What you need to do:
Copy the lines below again word for word, keeping every one in its original order.

Data for processing:
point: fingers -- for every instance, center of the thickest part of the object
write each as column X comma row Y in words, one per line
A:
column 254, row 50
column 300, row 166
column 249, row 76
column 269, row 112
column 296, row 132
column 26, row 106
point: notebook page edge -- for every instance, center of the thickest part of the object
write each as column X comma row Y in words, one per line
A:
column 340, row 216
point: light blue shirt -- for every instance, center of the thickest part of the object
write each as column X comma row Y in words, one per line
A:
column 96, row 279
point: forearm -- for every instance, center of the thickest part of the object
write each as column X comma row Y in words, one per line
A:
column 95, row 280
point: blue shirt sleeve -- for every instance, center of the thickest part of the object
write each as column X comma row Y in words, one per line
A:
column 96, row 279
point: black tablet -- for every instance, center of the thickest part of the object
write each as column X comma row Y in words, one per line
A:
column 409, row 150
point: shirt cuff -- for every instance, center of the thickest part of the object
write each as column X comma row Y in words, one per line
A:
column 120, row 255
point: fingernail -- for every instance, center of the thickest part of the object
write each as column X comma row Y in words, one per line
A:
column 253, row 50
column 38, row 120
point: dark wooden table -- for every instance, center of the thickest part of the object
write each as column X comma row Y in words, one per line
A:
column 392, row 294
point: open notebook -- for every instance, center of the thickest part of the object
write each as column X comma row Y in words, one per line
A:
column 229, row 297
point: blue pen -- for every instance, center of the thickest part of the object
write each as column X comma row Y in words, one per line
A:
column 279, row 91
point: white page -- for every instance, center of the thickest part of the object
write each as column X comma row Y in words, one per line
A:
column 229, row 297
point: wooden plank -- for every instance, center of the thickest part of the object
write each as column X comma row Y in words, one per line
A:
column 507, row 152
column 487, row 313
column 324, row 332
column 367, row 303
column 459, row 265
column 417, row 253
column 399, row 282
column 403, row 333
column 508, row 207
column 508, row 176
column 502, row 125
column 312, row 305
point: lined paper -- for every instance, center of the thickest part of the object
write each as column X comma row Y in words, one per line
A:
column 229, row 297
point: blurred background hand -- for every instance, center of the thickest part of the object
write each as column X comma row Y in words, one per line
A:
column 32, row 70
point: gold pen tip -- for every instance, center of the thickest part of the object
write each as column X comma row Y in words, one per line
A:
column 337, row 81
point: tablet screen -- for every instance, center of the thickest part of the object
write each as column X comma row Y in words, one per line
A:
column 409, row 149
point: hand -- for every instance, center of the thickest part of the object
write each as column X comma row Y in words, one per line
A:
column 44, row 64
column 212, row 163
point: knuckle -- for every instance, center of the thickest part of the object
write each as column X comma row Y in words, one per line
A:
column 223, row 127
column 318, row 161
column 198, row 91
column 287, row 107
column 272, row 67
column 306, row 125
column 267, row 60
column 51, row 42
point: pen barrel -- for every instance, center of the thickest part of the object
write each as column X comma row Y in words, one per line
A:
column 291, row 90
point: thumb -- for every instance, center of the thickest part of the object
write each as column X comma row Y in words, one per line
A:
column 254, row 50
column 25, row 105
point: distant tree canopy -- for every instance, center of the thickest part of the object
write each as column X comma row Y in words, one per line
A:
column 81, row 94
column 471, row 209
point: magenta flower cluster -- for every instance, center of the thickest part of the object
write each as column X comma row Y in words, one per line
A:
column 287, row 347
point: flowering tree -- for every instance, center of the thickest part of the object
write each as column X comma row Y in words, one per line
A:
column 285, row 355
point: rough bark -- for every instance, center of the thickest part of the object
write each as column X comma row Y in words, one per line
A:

Task solution:
point: fingers -- for every instance, center of the thickest part of the object
write each as column X comma row Y in words, one per line
A:
column 254, row 50
column 300, row 166
column 249, row 76
column 269, row 112
column 296, row 132
column 26, row 106
point: notebook page edge -- for every instance, center of the thickest part of the object
write each as column X comma row Y in words, one per line
A:
column 340, row 216
point: light blue shirt -- for every instance, center of the thickest part of the object
write each as column X comma row Y in words, one per line
A:
column 96, row 279
point: forearm -- for every instance, center of the thickest part of the object
write each as column X comma row Y in words, one per line
A:
column 95, row 280
point: blue shirt sleeve -- for every instance, center of the thickest part of the object
write each as column X comma row Y in words, one per line
A:
column 96, row 279
point: black tablet -- for every instance, center of the thickest part of the object
write each as column X comma row Y in words, one per line
A:
column 409, row 150
point: shirt cuff -- for every instance, center of the thickest part of the object
write each as column X comma row Y in words, one per line
A:
column 120, row 255
point: fingernail -- for every instance, center of the thickest part of the object
write each as column X comma row Y in words, one per line
A:
column 253, row 50
column 38, row 120
point: dark wooden table -- for every instance, center of the thickest part of the object
write each as column X comma row Y in words, one per line
A:
column 392, row 294
point: open notebook -- for every instance, center of the thickest part of the object
write each as column X comma row Y in words, one per line
A:
column 229, row 297
point: blue pen -- for every instance, center of the thickest part of the object
write each as column X comma row Y in words, one per line
A:
column 279, row 91
point: white page -- for every instance, center of the thickest part of the object
write each as column X comma row Y in words, one per line
A:
column 229, row 297
point: wooden plank -- for every instance, center of the thickest part of the object
write each as column X comma row Y in words, one per line
A:
column 507, row 152
column 487, row 313
column 324, row 332
column 367, row 303
column 459, row 265
column 417, row 253
column 399, row 282
column 403, row 333
column 508, row 207
column 508, row 176
column 502, row 125
column 312, row 305
point: lined paper -- for every instance, center of the thickest part of the object
write each as column X comma row Y in words, one per line
A:
column 229, row 297
point: blurred background hand -- for every instance, center of the thickest part of the object
write each as column X comma row Y in words, one per line
A:
column 32, row 70
point: gold pen tip -- for every instance, center of the thickest part of the object
write each as column X comma row Y in words, one per line
A:
column 337, row 81
point: tablet screen -- for every instance, center of the thickest part of the object
write each as column X comma row Y in words, one per line
A:
column 409, row 149
point: hand -- for every instance, center of the thickest part of the object
write each as column X comma row Y in words, one per line
A:
column 44, row 64
column 212, row 163
point: knuckle -- for every instance, center of the thickest part of the object
write each as column X comma row Y in words, one per line
A:
column 223, row 127
column 318, row 161
column 198, row 91
column 287, row 107
column 272, row 67
column 306, row 125
column 267, row 60
column 51, row 42
point: pen barrel -- for every instance, center of the thickest part of the object
write each as column X comma row Y in words, one per line
A:
column 291, row 90
point: thumb -- for every instance, center of the thickest part of the object
write each as column X comma row Y in words, one per line
A:
column 254, row 50
column 25, row 105
point: distant tree canopy -- for every instance, center of the thickest part of the object
write each as column X comma row Y in words, one per line
A:
column 81, row 94
column 471, row 209
point: magenta flower cluster -- for every instance, center of the thickest part of the object
write each as column X comma row Y in words, one per line
A:
column 287, row 347
point: flowering tree -- for every instance, center of the thickest part of the object
write each as column X comma row Y in words, one per line
A:
column 285, row 355
point: rough bark -- for every instance, center of the thickest part of the object
write each as column X comma row Y in words, one per line
A:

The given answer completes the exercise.